> **Provided passage**:
**********
Population-attributable risk proportions (PARP) were calculated for the associations of insomnia with workplace accidents and errors using simulation methods that have been described in detail elsewhere.1,49 Population-attributable risk proportions for incidents is defined as the proportion of observed accidents and errors that would not have occurred under the logistic regression models if insomnia were eradicated and the insomnia coefficients in the models were due to causal effects of insomnia. For example, a PARP for accidents of 7% would mean that 7% of all the observed costly workplace accidents would be predicted not to have occurred if insomnia had not occurred or had been effectively treated. Population-attributable risk proportions for costs are defined similarly as the proportion of all costs of accidents and errors that would not have occurred in the absence of insomnia. The PARP estimates were used to make annualized US population projections combining AIS prevalence estimates with data on the size of the US labor force from the Bureau of Labor Statistics August 2010 Current Population Survey (http:// www.bls.gov/cps).
Prevalence and sociodemographic correlates of insomnia and workplace accidents and errors
The estimated prevalence (SE) of broadly defined insomnia with duration of at least 12 months was 20.0% (0.5%) among employed respondents in the AIS comorbidity subsample. Prevalence was significantly higher among workers aged 18 to 29 years (OR, 1.6), 30 to 44 years (1.7), and 45 to 64 years (1.8) than among those 65 years or older (1); lower among men than women (0.7); and not significantly related to educational level (Table 1).
The estimated prevalence (SE) of costly 12-month workplace accidents and errors among employed respondents was 4.3% (0.3%), including 1.1% (0.2%) accidents and 3.4% (0.2%) errors (4.3% is less than the sum of 1.1% and 3.4% because some respondents reported both). Accidents and errors had lower prevalence among the small number of employed respondents 65 years or older than among those aged 18 to 64 years, with ORs in the range of 1.3 to 2.6, but the association was statistically significant only for the category of accidents and/or errors. Reported accidents and errors were also statistically more prevalent among men than women, with ORs of 2.8 (accidents) and 5.6 (errors), and not significantly related to educational level.
**********
> **Provided material**:
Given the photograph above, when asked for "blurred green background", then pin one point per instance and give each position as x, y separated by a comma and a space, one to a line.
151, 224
**********
> **Required action 1**:
Translate this sentence from the passage on insomnia and workplace accidents into Spanish: "The estimated prevalence (SE) of broadly defined insomnia with duration of at least 12 months was 20.0% (0.5%) among employed respondents in the AIS comorbidity subsample."
> **Required action 2**:
For each statement, say whether it agrees with the passage on insomnia and workplace accidents, and quote the words that decide it. (a) Insomnia was less prevalent among men than among women. (b) Insomnia prevalence was significantly related to educational level. (c) Workplace accidents and errors were more prevalent among women than among men.

> **Written reply 1**:
La prevalencia estimada (EE) del insomnio definido en sentido amplio con una duración de al menos 12 meses fue del 20,0 % (0,5 %) entre los encuestados con empleo de la submuestra de comorbilidad de la AIS.

> **Written reply 2**:
(a) Yes: "lower among men than women (0.7)"
(b) No: "not significantly related to educational level (Table 1)"
(c) No: "Reported accidents and errors were also statistically more prevalent among men than women"